Continue the report on the health and safety seminar for the metals industries, picking up after its last sentence.

- **Text extract**
::::::

From candid accounts of the human cost of industrial accidents to the moral obligation of keeping employees and visitors safe and healthy on site, the Health & Safety in the 21st Century seminar highlighted the significance of operating within recognised standards and warned of the catastrophic implications of flouting legislative responsibilities.

Held on 22nd January and jointly organised by the Cast Metals Federation (CMF), Confederation of British Metalforming (CBM) and the SHIFT initiative, the event attracted an impressive level of attendance from companies in the heavy industries sectors in the UK, keen to continue to commit to H&S and hear the latest advice on how to protect our greatest assets – our people.

Combining the expertise of those working in the metals sector in the UK, CMF and CBM brought together expert speakers and supporting supply companies to showcase the advice and tools available to improve H&S records and keep our people safe and healthy at work from both a physical and mental perspective.

Opening the event, CBM president Steve Morley, told delegates: “I have been involved in industry for over forty years and health and safety hasn’t had the focus that it has today. Previously it was considered a necessary evil, but the mindset has changed, rightly so. We must take care of our people. The ‘that’s not my job’ attitude isn’t good enough – it is everybody’s job.”

Health and safety officer at CMF, Richard Heath, explained the principle behind the seminar. “The work we do may not always be visible to the naked eye, but it is important.

“CMF members work with molten metals, CBM members work with white metals and use huge presses.

“The cornerstone of what we do remains our highly trained and knowledgeable, skilled people. However, to thrive as businesses we have to improve and take care of our greatest assets to retain our current workforce and attract the next generations of them.”


Head of manufacturing and utilities unit at the Health and Safety Executive (HSE), Dr John Rowe, questioned if companies were prioritising the right things.

He said: “We tend to prioritise the thing in front of us shouting for attention.”

He warned that by operating in a high risk sector, companies would be under greater scrutiny. “The HSE is championing the need for prevention and is a risk-based regulator. The industries represented at this event are classed as high risk industries, thus they attract our attention in terms of regulating.”

He went on to discuss some of the HSE campaigns established to assist industry such as the Helping Great Britain Work Well campaign.

He said: “We have a world-class health and safety system in the UK – we should pat ourselves on the back. We have class leading performance in terms of fatal injuries compared to most of Europe, which we should celebrate, but we certainly should not be complacent.”

Drilling down into the details he explained: “1.3m people are suffering from work related illnesses, there are 13,000 deaths a year from past exposure to hazardous substances etc. and there are 15.4m working days lost because of work-related stress. We need to tackle all of this.

“We have three main strengths – the SHIFT initiative is excellent and well regarded with tangible results; the CMF and CBM partnership works well in sharing good practice; and we are starting to address work-related stress and mental health.”

He said that ill health remains a stubborn issue but with traditional industries starting to talk about matters such as stress, times are changing which would be to the benefit of everyone. He also touched on the latest news that all welding fume is carcinogenic, highlighting that there was always something new to be concerned about. “Where do you put your time and effort? Ill health statistics dwarf fatal injuries! But you must be mindful that you are exposed to risk,” he said. “We need to learn from other’s mistakes.”

::::::

- **Dataset content**
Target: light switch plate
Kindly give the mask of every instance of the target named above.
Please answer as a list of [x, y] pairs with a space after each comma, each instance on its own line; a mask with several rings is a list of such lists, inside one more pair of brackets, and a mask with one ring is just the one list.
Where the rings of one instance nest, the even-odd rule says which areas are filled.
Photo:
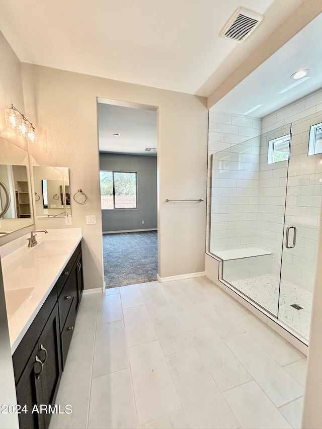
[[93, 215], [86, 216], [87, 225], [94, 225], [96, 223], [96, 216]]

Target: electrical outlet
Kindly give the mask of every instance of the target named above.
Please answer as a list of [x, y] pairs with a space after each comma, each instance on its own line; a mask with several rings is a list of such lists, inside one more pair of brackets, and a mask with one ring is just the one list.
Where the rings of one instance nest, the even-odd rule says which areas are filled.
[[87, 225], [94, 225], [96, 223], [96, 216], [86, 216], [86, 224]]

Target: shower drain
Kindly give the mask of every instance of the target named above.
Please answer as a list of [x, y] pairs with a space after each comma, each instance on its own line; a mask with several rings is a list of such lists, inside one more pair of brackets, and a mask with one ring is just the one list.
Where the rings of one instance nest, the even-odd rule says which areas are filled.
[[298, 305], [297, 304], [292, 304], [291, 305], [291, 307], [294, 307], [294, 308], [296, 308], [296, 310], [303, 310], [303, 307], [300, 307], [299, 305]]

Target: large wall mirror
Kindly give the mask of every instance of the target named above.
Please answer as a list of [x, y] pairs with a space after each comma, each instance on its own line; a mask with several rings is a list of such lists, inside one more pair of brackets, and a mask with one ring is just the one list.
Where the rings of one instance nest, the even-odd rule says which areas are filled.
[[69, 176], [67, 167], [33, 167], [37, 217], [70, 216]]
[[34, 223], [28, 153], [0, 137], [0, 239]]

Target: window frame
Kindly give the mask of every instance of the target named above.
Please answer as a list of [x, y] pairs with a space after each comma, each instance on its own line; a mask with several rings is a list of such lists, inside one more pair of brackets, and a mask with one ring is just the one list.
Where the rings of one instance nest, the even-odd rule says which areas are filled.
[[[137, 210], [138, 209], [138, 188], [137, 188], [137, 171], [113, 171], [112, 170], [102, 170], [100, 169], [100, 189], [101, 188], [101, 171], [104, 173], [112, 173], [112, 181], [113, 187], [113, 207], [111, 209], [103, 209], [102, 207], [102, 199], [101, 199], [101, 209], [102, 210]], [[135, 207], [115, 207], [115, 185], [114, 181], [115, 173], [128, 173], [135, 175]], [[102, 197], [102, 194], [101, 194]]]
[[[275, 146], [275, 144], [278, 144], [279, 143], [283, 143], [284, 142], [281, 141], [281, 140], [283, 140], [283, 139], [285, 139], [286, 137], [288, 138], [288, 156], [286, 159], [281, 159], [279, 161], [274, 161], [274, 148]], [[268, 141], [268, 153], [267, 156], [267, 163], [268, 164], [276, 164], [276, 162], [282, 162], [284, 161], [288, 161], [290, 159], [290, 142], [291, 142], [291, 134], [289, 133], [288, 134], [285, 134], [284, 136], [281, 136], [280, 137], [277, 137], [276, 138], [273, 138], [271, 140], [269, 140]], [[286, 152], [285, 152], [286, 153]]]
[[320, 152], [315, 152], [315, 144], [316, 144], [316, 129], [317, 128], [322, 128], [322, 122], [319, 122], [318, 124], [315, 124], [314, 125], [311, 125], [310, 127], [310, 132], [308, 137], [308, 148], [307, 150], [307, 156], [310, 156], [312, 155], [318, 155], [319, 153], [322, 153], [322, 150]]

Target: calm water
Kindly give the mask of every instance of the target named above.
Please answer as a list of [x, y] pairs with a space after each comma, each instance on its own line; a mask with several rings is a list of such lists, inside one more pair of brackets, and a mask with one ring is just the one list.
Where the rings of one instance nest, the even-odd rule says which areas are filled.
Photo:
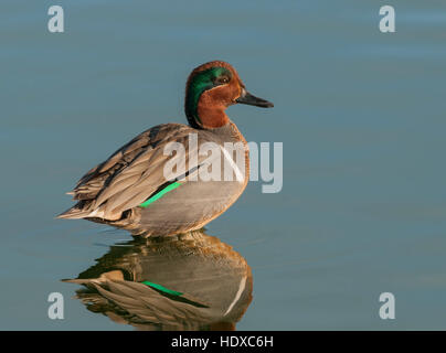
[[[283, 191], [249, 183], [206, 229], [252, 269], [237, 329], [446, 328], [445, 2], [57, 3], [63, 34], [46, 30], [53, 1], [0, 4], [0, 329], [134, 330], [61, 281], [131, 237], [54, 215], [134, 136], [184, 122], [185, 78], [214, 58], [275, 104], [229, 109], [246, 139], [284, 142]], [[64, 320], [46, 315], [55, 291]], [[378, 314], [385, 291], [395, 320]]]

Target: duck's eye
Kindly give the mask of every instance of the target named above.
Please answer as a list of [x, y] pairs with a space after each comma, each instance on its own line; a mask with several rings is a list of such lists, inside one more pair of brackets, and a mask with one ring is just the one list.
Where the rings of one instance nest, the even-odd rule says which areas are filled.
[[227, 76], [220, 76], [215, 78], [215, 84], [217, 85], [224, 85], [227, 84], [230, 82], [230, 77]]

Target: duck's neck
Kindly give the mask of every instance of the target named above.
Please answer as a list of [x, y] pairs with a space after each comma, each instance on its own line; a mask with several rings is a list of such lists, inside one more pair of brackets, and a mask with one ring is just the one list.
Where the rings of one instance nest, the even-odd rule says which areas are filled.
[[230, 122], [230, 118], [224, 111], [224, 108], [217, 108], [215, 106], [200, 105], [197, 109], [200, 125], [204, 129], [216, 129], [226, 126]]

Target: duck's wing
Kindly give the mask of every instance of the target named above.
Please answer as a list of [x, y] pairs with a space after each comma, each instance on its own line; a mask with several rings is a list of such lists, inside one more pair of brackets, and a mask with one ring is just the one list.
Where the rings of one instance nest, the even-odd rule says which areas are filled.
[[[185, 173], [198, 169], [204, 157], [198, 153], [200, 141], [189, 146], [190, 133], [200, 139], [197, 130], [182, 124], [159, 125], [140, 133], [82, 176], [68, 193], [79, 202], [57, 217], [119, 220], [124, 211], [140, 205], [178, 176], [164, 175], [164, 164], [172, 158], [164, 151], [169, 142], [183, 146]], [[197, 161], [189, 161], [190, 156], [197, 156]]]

::::::

- **Expected answer**
He explained how industry could work together to help Great Britain work well: make a public commitment; make health a priority; innovate to control welding fume; be pro-active on work related stress; give consideration to the behaviours a company’s culture is driving – get the workforce involved in the decision making process to improve behaviours.

Considering the changes with regards welding fumes and carcinogenic issues he explained that from January 2020 the HSE would bring enforcement procedures in to play. “In terms of welding, inspectors normally accept general ventilation but will now need LEV and RPE. Although used to working within good ventilation etc. in our industry, we will still need to make big changes.”

Shaken but not stirred

In his usual charismatic style, Rowe’s HSE colleague Peter Kelly gave an energetic and entertaining presentation that considered how the pressures of everyday life in today’s world can affect our health. He said that at least the immense expectations placed upon society was now being recognised and widely referenced. “Recent James Bond movies have incorporated mental health issues – who would have thought that a few years ago?”

He pointed to the “pressure pot” of needing people to be available at all times as unmanageable long-term. Holding up his mobile phone he said: “These devices have become a burden. If you send an email at 5am because you consider it important it reduces your workload, but it passes it on to someone else – giving them added weight! When you took the job, did you sign up to work 24/7?

“The phone is designed on a principle that it is technology you can control – it’s called an ‘off’ switch.

Do something revolutionary on the weekend – spend it with your family.”

He said the culture of being on-point all the time had been accepted as something everyone does. “We’ve accepted pressure as the new norm and we shouldn’t – look at a blown out tyre! There’s only so much pressure you can pile on something. The system fails the individual.

“This 24/7 pressure is the single biggest occupational health issue of our generation – 15.4m working days lost because of stress – the largest it has ever been, we have to manage this – people are not weak, it is the system.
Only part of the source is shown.